Unweit des Osttiroler Bezirkshauptortes, über den sich der Ort mit seinem Präfix „Ober“ erhebt, leben knapp 1.500 Einwohner:innen. Ihnen entlockt ihre Osttiroler Bergidyllen-Heimat wohl nicht mehr allzu regelmäßig ein dankbares „wow“. Fix tut es das aber bei jenen Vertreter:innen international tätiger Unternehmen, die regelmäßig den Firmensitz von Micado aufsuchen. „Ja, sie kommen sehr gerne“, weiß Edwin Meindl.
Namedropping macht in dem Zusammenhang richtig Spaß: Airbus, Boeing, Porsche, BMW, Audi, Salewa, Atomic, Liebherr, Rolls Royce oder Swarovski sind nur ein paar ausgewählte Unternehmensnamen auf der Referenzliste der Innovationsschmiede, die Edwin Meindl vor 26 Jahren gegründet hat.
Die Bezeichnung Schmiede passt, hat er doch ursprünglich Kunstschmied beziehungsweise Kunstschlosser gelernt und damit die Tradition der Familie fortgesetzt, deren Geschichte vom kreativen Arbeiten mit Metall geprägt ist. Den Trigger für sein Unternehmertum ortet er in der Technik, die in der Familie stets gelebt und ganz offensichtlich Teil ihrer DNA wurde. „Meine große Leidenschaft ist nach wie vor das Schmieden. Ich habe mich der Zeit anpassen müssen und bezeichne mich mittlerweile als Mechatroniker“, sagt Meindl, der Mitte April 2024 einen diesbezüglich spannenden Schatz entdeckt hat, ein Dokument seines Ururururur-Großvaters, Johann Meindl I., der 1765 die „reale Waffen- und Hufschmiede-Gerechtigkeit“ erworben hat. Eine coole Geschichte, die nicht minder coole Wurzeln geschlagen hat.

__GESPEICHERTE DATEN__.
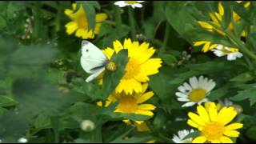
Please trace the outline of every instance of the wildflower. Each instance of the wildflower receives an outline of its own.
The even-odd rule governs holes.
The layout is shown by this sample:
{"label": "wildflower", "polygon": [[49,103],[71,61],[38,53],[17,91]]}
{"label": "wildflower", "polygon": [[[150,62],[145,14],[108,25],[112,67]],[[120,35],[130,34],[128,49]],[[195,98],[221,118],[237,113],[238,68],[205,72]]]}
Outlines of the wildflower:
{"label": "wildflower", "polygon": [[[222,22],[223,21],[223,17],[224,17],[224,7],[222,5],[221,2],[218,2],[218,13],[210,13],[209,15],[210,17],[210,19],[212,21],[212,23],[214,25],[215,25],[215,26],[220,28],[222,26]],[[232,13],[232,17],[233,17],[233,21],[234,22],[239,23],[241,22],[241,18],[240,16],[235,13],[234,11],[233,11]],[[212,24],[210,24],[210,22],[202,22],[202,21],[198,21],[198,24],[203,27],[204,29],[207,30],[208,31],[213,31],[215,30],[217,31],[218,34],[222,34],[222,35],[226,35],[225,32],[222,31],[221,30],[219,30],[218,28],[214,27]],[[230,25],[227,27],[228,30],[232,31],[234,30],[234,26],[232,24],[232,22],[230,23]],[[246,36],[246,32],[243,31],[242,34],[242,36]]]}
{"label": "wildflower", "polygon": [[142,82],[149,82],[148,76],[159,72],[158,68],[162,66],[161,58],[150,58],[155,50],[150,47],[147,42],[140,45],[138,42],[125,39],[123,45],[118,40],[114,42],[113,45],[114,49],[108,47],[103,50],[109,59],[122,49],[128,50],[129,58],[125,75],[116,87],[115,92],[125,92],[126,94],[132,94],[134,91],[142,93]]}
{"label": "wildflower", "polygon": [[174,134],[173,138],[173,141],[175,143],[191,143],[192,142],[192,138],[188,138],[184,139],[188,134],[190,133],[193,133],[194,130],[179,130],[178,131],[178,135]]}
{"label": "wildflower", "polygon": [[[154,95],[152,91],[146,92],[147,87],[148,84],[143,84],[142,91],[138,94],[114,93],[107,98],[105,106],[109,106],[113,102],[118,102],[114,112],[153,116],[154,113],[151,110],[156,107],[152,104],[143,103]],[[97,105],[102,106],[102,102],[98,102]]]}
{"label": "wildflower", "polygon": [[145,1],[118,1],[114,2],[114,5],[118,6],[119,7],[125,7],[126,6],[130,6],[132,8],[142,8],[142,5],[140,4]]}
{"label": "wildflower", "polygon": [[218,57],[223,57],[227,55],[227,60],[236,60],[237,58],[242,58],[242,54],[239,52],[238,49],[224,46],[223,45],[218,45],[215,49],[211,50]]}
{"label": "wildflower", "polygon": [[89,22],[82,6],[81,5],[78,11],[76,10],[77,4],[72,5],[73,10],[65,10],[65,14],[72,22],[68,22],[65,27],[67,34],[70,35],[75,32],[75,36],[84,39],[94,38],[94,35],[99,33],[102,22],[107,18],[107,15],[104,13],[96,14],[96,23],[94,30],[89,30]]}
{"label": "wildflower", "polygon": [[208,80],[207,78],[200,76],[198,79],[196,77],[190,78],[190,84],[185,82],[180,86],[178,90],[179,92],[175,93],[178,101],[186,102],[182,107],[191,106],[194,104],[201,104],[207,102],[206,98],[212,90],[216,83],[212,79]]}
{"label": "wildflower", "polygon": [[200,136],[193,140],[193,143],[233,143],[230,137],[239,136],[240,133],[236,130],[242,128],[243,125],[229,124],[238,114],[234,107],[225,106],[218,111],[215,103],[211,102],[208,109],[198,106],[197,112],[198,114],[191,112],[188,114],[190,119],[187,123],[201,132]]}
{"label": "wildflower", "polygon": [[218,46],[218,44],[212,44],[212,42],[209,41],[198,41],[194,42],[194,46],[199,46],[202,45],[203,45],[202,51],[204,53],[215,48]]}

__AUFGABENLISTE__.
1 > Fassen Sie den Absatz des Übungstextes, der mit „Die Bezeichnung Schmiede passt“ beginnt, als Stichpunktliste zusammen. Die wesentlichen Fakten sollen erhalten bleiben.
2 > Schreiben Sie den Übungstext über Edwin Meindl und Micado im Anschluss an seinen letzten Satz weiter.

__GEORDNETE ERGEBNISSE__.
1 >
- Edwin Meindl hat ursprünglich Kunstschmied bzw. Kunstschlosser gelernt. Damit setzte er die Familientradition der kreativen Metallarbeit fort.
- Als Auslöser für sein Unternehmertum sieht er die Technik, die in der Familie stets gelebt wurde.
- Seine große Leidenschaft ist weiterhin das Schmieden. Inzwischen bezeichnet er sich jedoch als Mechatroniker.
- Mitte April 2024 entdeckte er ein Dokument seines Ururururur-Großvaters Johann Meindl I.
- Dieser hatte 1765 die „reale Waffen- und Hufschmiede-Gerechtigkeit“ erworben.

2 >
Tag der offenen Tür
Im November 2023 feierte Micado sein 25-jähriges Bestehen. Beim Tag der offenen Tür kamen über 1.000 Menschen zu Besuch und staunten über den pünktlich zum Jubiläum fertig gestellten, architektonisch extrem anspruchsvollen Neubau, der Geist des Unternehmens widerspiegelt. „Wir haben zwei Bauabschnitte geplant und könnten unser Gebäude mit einem 600 Quadratmeter großen Büroteil aufstocken“, sagt Meindl. Ob das passiert und wann, macht er davon abhängig, ob die Mitarbeiter:innen dieses Wachstum wollen: „Wenn das stimmig ist, machen wir’s. Wenn nicht, habe ich auch kein Problem damit.“
Beim Tag der offenen Tür konnten die neugierigen Blicke auch in jene Welt geworfen werden, die Micado aktuell intensiv fesselt. „Im Bereich der Flugtaxis haben wir gerade extrem viel Arbeit. Für die namhaftesten Flugtaxihersteller dürfen wir Werkzeuge und Vorrichtungen bauen. Darauf sind wir schon stolz“, sagt Edwin Meindl. Für Sommer 2024 hat das deutsche Unternehmen Volocopter Lufttaxiflüge in Paris angekündigt. Es werden die ersten kommerziellen Taxiflüge dieser Art sein – und in jedem der echt spacig wirkenden Fluggeräte steckt Know-how aus Osttirol. Stolz ist angebracht.